**WRITTEN PROBLEM:** Write out each entry again. Keep every word exactly as it is.

**PROVIDED DATA:**
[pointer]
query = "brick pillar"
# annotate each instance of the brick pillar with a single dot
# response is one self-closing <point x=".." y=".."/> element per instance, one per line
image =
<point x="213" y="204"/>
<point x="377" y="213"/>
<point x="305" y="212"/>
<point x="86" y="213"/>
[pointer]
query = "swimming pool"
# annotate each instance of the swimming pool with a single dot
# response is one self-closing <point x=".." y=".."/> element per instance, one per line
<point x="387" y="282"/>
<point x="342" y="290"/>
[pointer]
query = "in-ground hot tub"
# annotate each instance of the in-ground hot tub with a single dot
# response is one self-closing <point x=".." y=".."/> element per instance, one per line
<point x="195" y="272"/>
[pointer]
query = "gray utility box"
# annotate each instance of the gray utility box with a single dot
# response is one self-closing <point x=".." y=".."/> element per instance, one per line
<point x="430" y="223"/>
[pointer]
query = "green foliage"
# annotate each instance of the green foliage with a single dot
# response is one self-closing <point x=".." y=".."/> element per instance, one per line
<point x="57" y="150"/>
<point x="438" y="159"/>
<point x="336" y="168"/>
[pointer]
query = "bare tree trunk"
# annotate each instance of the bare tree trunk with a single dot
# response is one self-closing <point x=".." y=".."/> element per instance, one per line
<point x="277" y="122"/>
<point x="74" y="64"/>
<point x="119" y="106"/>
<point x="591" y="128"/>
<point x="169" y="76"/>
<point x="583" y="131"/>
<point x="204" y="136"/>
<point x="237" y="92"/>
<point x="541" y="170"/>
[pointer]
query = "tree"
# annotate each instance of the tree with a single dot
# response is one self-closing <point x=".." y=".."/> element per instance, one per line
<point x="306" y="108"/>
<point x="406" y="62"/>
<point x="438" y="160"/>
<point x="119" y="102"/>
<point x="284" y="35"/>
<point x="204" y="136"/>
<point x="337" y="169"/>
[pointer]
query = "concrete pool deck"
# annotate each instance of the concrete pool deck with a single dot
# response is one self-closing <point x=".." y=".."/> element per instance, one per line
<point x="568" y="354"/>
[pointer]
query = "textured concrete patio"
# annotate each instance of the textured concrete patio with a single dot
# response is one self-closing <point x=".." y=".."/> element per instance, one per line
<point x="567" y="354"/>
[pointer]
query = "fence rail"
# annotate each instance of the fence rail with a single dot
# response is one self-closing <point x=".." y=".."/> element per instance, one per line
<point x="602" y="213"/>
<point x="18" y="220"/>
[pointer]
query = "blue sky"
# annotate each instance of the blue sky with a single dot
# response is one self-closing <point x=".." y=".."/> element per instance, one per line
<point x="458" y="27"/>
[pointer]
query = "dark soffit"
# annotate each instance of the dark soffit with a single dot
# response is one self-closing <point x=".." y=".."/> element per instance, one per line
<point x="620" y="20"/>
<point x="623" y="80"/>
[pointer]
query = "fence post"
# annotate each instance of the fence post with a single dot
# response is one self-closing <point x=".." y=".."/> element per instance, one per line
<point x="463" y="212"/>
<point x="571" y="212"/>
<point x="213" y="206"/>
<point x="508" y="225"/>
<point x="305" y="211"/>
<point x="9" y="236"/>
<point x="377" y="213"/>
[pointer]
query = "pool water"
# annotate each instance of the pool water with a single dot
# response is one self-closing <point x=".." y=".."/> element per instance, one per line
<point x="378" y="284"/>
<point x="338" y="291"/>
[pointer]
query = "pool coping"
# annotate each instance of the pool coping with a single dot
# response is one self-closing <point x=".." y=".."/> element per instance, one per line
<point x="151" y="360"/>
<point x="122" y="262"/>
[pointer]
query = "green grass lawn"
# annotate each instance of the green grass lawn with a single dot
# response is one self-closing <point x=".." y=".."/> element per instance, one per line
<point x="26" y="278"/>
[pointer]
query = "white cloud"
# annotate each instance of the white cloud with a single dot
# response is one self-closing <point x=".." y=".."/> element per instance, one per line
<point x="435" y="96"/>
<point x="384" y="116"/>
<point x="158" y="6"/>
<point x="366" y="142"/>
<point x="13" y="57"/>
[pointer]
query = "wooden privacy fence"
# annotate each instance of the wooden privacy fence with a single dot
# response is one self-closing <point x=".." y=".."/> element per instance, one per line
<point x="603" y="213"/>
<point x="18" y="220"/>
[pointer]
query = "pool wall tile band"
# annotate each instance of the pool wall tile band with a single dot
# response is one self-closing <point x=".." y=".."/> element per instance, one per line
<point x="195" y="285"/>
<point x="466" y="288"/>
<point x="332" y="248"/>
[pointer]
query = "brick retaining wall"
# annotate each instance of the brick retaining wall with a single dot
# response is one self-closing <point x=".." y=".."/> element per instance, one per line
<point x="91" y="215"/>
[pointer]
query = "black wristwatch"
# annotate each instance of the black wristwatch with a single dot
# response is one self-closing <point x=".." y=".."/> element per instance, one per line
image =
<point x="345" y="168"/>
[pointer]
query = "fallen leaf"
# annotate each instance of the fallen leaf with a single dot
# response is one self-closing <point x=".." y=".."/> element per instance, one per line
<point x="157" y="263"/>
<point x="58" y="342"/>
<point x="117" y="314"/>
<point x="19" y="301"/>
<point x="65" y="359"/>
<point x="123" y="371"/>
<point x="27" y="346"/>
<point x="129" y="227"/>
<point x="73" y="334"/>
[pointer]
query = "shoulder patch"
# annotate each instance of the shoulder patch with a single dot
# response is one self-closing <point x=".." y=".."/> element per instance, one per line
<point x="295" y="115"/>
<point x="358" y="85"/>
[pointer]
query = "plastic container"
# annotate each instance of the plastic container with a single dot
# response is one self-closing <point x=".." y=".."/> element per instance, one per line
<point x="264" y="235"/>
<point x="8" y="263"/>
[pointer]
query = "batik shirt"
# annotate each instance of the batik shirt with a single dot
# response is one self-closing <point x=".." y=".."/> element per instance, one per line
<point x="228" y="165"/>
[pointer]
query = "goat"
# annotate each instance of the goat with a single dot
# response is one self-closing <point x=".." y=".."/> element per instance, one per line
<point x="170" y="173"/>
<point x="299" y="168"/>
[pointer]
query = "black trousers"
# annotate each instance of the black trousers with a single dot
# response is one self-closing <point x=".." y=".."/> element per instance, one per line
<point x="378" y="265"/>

**TASK ANSWER:**
[pointer]
query = "brick pillar"
# annotate each instance of the brick pillar with a single dot
# response is one self-closing <point x=".." y=".."/> element per instance, one per line
image =
<point x="213" y="204"/>
<point x="377" y="213"/>
<point x="305" y="212"/>
<point x="86" y="213"/>
[pointer]
query = "swimming pool"
# annotate each instance of the swimming pool with a single dot
# response is one self-closing <point x=".." y=".."/> element per instance, one per line
<point x="387" y="282"/>
<point x="342" y="290"/>
[pointer]
query = "in-ground hot tub"
# annotate each instance of the in-ground hot tub with a single dot
# response is one self-closing <point x=".." y=".."/> element per instance, one per line
<point x="195" y="272"/>
[pointer]
query = "gray utility box"
# annotate each instance of the gray utility box with a single dot
# response is one self-closing <point x=".." y=".."/> element per instance, one per line
<point x="430" y="223"/>
[pointer]
query = "green foliage"
# annotate each instance of the green foliage with a single dot
# response is one self-closing <point x=".." y=".."/> element per instance, one per line
<point x="57" y="150"/>
<point x="438" y="159"/>
<point x="336" y="168"/>
[pointer]
query = "bare tree trunk"
# annotate each instance of the bare tree trunk with a single dot
# response is one self-closing <point x=".." y=".."/> element per instance, one per line
<point x="277" y="122"/>
<point x="74" y="64"/>
<point x="119" y="106"/>
<point x="591" y="128"/>
<point x="169" y="76"/>
<point x="583" y="131"/>
<point x="204" y="136"/>
<point x="237" y="92"/>
<point x="541" y="170"/>
[pointer]
query = "tree"
# annotate each instance of the tree with a single dot
# response is one self-closing <point x=".." y=".."/> element per instance, one per line
<point x="306" y="108"/>
<point x="406" y="62"/>
<point x="438" y="160"/>
<point x="119" y="102"/>
<point x="284" y="35"/>
<point x="204" y="136"/>
<point x="337" y="169"/>
[pointer]
query = "concrete pool deck"
# annotate each instance of the concrete pool deck with a single dot
# response is one self-closing <point x=".." y=".."/> element per instance, one per line
<point x="568" y="354"/>
[pointer]
query = "textured concrete patio"
# annotate each instance of the textured concrete patio with a single dot
# response is one self-closing <point x=".." y=".."/> element per instance, one per line
<point x="567" y="354"/>
[pointer]
query = "fence rail"
# annotate each instance of the fence rail with a single dot
# response is one self-closing <point x=".." y=".."/> element per instance, one per line
<point x="602" y="213"/>
<point x="18" y="220"/>
[pointer]
query = "blue sky"
# annotate each instance of the blue sky with a single dot
# response is one self-closing <point x=".." y=".."/> element per instance, one per line
<point x="458" y="27"/>
[pointer]
query = "dark soffit"
# annotate each instance of the dark soffit with a single dot
# response is one self-closing <point x=".." y=".."/> element per instance, one per line
<point x="620" y="20"/>
<point x="623" y="80"/>
[pointer]
query = "fence post"
# annotate each instance of the fence post with a single dot
# response is one self-closing <point x=".." y=".."/> element per instance, one per line
<point x="463" y="212"/>
<point x="571" y="212"/>
<point x="213" y="206"/>
<point x="508" y="225"/>
<point x="305" y="211"/>
<point x="9" y="236"/>
<point x="377" y="213"/>
[pointer]
query = "pool water"
# annotate each instance of the pool water with a single dot
# response is one self-closing <point x=".." y=".."/> element per instance, one per line
<point x="378" y="284"/>
<point x="338" y="291"/>
[pointer]
query = "pool coping"
# annotate each instance of the pool coping with a single dot
# response is one self-closing <point x=".." y=".."/> element per instance, one per line
<point x="151" y="360"/>
<point x="122" y="262"/>
[pointer]
query = "green grass lawn"
# annotate each instance of the green grass lawn with a single dot
# response is one self-closing <point x=".." y=".."/> element per instance, one per line
<point x="26" y="278"/>
[pointer]
query = "white cloud"
# annotate each instance of the white cloud with a single dot
# response is one self-closing <point x=".." y=".."/> element per instance, one per line
<point x="435" y="96"/>
<point x="384" y="116"/>
<point x="158" y="6"/>
<point x="366" y="142"/>
<point x="13" y="57"/>
[pointer]
query = "wooden privacy fence"
# annotate each instance of the wooden privacy fence with a single dot
# response is one self-closing <point x=".." y=".."/> element per instance, one per line
<point x="603" y="213"/>
<point x="18" y="220"/>
[pointer]
query = "pool wall tile band"
# annotate each instance of the pool wall tile band with a single dot
# response is one self-closing <point x=".." y=".."/> element per instance, one per line
<point x="195" y="285"/>
<point x="466" y="288"/>
<point x="332" y="248"/>
[pointer]
query = "brick retaining wall"
# annotate each instance of the brick retaining wall with a single dot
# response is one self-closing <point x=".." y=".."/> element per instance, one per line
<point x="91" y="215"/>
[pointer]
query = "black wristwatch"
# annotate each instance of the black wristwatch with a single dot
# response is one self-closing <point x=".." y=".."/> element per instance, one per line
image =
<point x="345" y="168"/>
[pointer]
query = "fallen leaf"
# annotate each instance of the fallen leaf with a single dot
# response is one self-closing <point x=".." y=".."/> element per instance, one per line
<point x="157" y="263"/>
<point x="58" y="342"/>
<point x="117" y="314"/>
<point x="19" y="301"/>
<point x="65" y="359"/>
<point x="123" y="371"/>
<point x="27" y="346"/>
<point x="129" y="227"/>
<point x="73" y="334"/>
[pointer]
query = "shoulder patch"
# annotate each instance of the shoulder patch with a single dot
# response is one self-closing <point x=".." y=".."/> element per instance, one per line
<point x="295" y="115"/>
<point x="358" y="85"/>
[pointer]
query = "plastic container"
# annotate each instance of the plastic container with a single dot
# response is one self-closing <point x=".." y=".."/> element per instance, one per line
<point x="264" y="235"/>
<point x="8" y="263"/>
[pointer]
query = "batik shirt"
# annotate each instance of the batik shirt with a single dot
# response is one self-closing <point x=".." y=".."/> element per instance, one per line
<point x="228" y="165"/>
[pointer]
query = "goat"
# annotate each instance of the goat with a single dot
# response is one self-closing <point x=".." y=".."/> element per instance, one per line
<point x="170" y="173"/>
<point x="299" y="168"/>
[pointer]
query = "black trousers"
# annotate each instance of the black trousers with a single dot
# response is one self-closing <point x=".." y=".."/> element per instance, one per line
<point x="378" y="265"/>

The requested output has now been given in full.